Records from a point-labeling set:

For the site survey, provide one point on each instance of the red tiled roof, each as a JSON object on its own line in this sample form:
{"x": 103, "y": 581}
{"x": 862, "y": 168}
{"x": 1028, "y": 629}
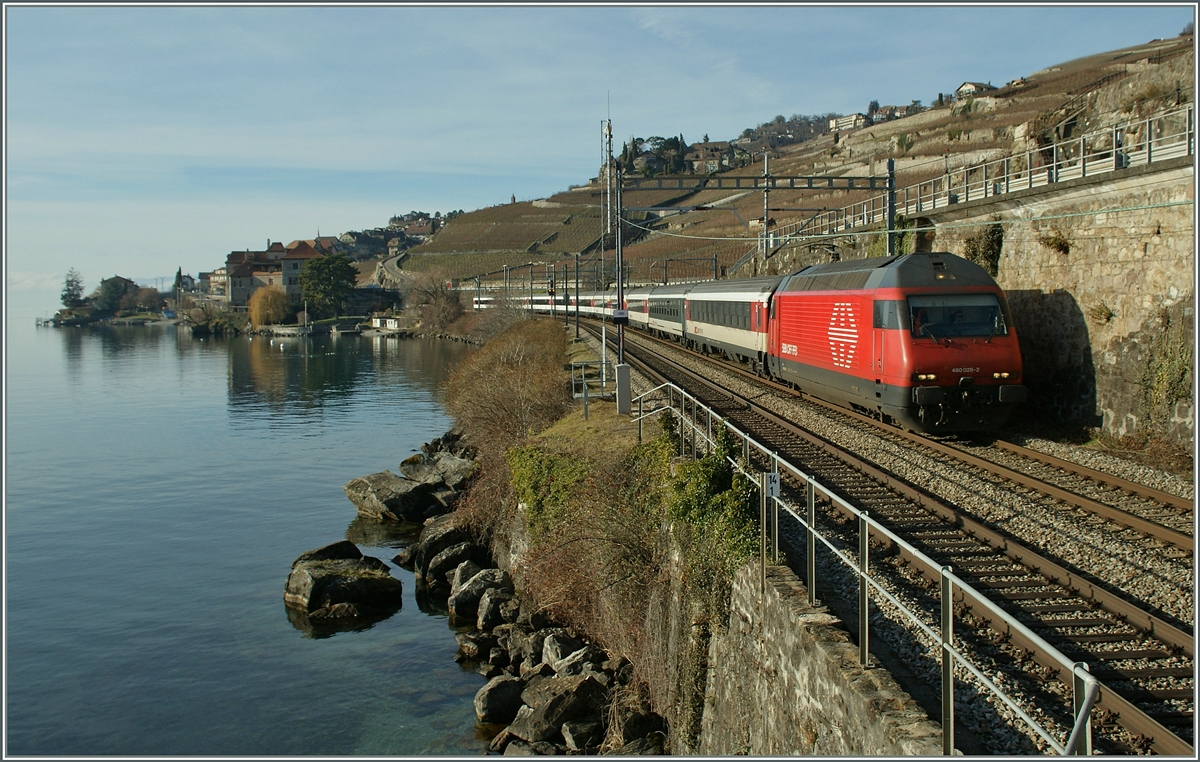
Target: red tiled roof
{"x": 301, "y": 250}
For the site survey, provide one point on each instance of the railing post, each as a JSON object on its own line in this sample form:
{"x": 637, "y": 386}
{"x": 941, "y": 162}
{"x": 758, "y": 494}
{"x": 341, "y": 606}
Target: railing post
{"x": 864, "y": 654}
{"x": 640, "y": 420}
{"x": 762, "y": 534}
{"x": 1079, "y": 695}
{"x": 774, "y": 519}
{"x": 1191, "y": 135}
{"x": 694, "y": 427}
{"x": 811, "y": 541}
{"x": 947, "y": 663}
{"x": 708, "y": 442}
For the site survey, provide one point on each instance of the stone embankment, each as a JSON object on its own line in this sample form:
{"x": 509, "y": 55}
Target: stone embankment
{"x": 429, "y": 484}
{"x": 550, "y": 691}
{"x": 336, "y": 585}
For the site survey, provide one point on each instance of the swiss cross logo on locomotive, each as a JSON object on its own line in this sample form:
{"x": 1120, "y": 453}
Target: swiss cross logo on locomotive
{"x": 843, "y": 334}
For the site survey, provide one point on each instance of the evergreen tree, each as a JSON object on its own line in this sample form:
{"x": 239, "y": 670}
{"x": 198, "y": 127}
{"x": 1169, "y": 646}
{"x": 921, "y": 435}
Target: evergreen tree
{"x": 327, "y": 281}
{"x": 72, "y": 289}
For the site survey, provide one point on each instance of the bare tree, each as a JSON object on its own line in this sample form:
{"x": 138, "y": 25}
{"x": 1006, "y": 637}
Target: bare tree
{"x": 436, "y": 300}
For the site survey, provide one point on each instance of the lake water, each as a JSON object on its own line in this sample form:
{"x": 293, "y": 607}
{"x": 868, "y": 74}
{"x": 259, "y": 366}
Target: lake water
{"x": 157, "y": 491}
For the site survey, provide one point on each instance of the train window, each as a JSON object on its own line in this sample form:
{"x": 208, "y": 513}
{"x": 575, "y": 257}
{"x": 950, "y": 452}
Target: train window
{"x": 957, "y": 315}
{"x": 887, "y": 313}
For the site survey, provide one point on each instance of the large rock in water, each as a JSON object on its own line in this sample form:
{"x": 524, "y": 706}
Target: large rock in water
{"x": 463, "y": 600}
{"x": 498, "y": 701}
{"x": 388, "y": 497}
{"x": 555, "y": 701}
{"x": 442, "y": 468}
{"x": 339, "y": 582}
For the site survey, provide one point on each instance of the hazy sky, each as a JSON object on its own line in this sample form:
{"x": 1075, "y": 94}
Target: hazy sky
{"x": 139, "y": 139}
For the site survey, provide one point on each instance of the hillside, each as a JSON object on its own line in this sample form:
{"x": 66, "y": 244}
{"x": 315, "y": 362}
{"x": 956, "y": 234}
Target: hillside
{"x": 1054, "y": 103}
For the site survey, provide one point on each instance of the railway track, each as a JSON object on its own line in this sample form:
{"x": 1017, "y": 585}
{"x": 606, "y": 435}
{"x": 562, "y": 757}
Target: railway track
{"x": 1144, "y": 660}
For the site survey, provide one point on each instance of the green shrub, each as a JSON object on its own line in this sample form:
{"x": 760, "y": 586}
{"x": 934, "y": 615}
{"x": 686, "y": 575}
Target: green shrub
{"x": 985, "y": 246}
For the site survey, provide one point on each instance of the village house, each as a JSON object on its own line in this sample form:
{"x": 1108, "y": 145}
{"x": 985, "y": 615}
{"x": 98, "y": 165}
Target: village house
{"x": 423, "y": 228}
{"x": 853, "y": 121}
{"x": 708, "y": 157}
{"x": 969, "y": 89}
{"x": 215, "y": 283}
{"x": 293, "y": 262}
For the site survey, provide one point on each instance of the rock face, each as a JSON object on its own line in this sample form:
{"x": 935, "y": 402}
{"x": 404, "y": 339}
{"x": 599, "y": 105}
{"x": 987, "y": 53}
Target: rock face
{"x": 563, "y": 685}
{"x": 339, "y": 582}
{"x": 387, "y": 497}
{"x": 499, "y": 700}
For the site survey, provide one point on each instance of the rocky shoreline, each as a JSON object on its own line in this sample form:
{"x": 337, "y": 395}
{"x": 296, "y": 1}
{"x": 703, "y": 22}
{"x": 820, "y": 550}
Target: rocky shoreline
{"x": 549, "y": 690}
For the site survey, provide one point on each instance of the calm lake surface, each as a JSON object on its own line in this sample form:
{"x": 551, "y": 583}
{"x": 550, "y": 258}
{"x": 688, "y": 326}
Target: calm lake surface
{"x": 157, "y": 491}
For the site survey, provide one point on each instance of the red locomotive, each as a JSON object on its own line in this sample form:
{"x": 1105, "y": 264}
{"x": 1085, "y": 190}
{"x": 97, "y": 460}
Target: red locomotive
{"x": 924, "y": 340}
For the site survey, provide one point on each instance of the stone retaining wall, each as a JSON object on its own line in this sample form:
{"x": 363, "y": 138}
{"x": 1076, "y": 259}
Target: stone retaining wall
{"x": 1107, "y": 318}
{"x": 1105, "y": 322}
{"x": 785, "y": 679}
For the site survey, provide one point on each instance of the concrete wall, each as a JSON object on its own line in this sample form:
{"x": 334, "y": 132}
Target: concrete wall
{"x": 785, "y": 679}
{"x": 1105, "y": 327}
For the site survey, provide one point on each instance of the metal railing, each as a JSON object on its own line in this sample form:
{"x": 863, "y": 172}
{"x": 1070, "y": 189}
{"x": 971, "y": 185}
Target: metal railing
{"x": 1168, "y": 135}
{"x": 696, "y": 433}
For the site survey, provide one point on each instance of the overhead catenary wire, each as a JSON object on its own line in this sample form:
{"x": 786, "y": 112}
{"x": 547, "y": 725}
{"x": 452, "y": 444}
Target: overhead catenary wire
==
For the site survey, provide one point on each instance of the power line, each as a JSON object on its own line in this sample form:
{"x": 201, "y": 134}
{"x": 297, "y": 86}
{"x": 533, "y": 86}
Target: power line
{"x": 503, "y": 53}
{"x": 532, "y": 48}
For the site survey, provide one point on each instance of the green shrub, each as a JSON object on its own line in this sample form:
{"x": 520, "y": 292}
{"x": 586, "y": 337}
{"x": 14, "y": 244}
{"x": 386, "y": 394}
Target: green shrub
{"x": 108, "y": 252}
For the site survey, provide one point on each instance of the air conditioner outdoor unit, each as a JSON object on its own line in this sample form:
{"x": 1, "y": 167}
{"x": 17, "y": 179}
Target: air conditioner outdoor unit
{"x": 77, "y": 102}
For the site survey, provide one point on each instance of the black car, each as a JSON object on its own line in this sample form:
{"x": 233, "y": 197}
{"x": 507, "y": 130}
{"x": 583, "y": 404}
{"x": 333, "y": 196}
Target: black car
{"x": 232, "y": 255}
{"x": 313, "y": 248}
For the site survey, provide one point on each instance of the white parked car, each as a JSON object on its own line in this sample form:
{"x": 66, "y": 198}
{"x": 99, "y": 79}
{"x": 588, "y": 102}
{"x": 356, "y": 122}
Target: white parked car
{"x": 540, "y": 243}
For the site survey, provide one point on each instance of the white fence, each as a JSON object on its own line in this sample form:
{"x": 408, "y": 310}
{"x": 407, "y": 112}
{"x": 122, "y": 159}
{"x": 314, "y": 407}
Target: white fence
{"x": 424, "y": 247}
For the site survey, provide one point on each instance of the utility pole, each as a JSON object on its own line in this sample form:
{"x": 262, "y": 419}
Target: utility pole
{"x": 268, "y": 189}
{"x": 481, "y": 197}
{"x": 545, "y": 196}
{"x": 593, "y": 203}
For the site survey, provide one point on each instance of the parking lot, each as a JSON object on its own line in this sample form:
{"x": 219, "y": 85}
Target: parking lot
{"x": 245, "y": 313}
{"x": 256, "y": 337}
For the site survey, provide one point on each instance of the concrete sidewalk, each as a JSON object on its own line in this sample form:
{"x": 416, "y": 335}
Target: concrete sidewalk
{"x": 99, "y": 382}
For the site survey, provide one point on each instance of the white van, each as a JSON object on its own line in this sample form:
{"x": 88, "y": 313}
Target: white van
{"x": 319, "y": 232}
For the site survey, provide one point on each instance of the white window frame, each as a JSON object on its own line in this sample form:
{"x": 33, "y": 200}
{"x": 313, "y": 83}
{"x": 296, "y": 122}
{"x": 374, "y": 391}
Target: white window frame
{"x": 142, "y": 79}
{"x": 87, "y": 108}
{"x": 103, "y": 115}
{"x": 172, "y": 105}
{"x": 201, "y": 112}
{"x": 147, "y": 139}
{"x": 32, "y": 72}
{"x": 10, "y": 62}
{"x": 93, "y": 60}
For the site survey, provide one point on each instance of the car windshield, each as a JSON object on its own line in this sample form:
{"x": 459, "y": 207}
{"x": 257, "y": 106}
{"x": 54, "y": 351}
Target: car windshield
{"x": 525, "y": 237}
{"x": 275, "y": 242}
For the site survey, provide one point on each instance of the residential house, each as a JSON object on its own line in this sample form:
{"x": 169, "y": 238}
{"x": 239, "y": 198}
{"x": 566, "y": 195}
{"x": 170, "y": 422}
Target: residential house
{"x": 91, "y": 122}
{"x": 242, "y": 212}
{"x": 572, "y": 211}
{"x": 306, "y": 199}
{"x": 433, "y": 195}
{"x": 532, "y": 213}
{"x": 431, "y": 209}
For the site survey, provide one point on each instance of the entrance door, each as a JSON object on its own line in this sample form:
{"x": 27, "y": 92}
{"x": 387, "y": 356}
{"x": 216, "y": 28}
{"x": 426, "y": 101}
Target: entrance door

THE REQUEST:
Please list every line in the records above that contains the word "roof".

EXERCISE SOLUTION:
For the site survey, provide one point on each instance of the red tiled roof, each as a JSON object on its own line in this sample form:
Target: red tiled roof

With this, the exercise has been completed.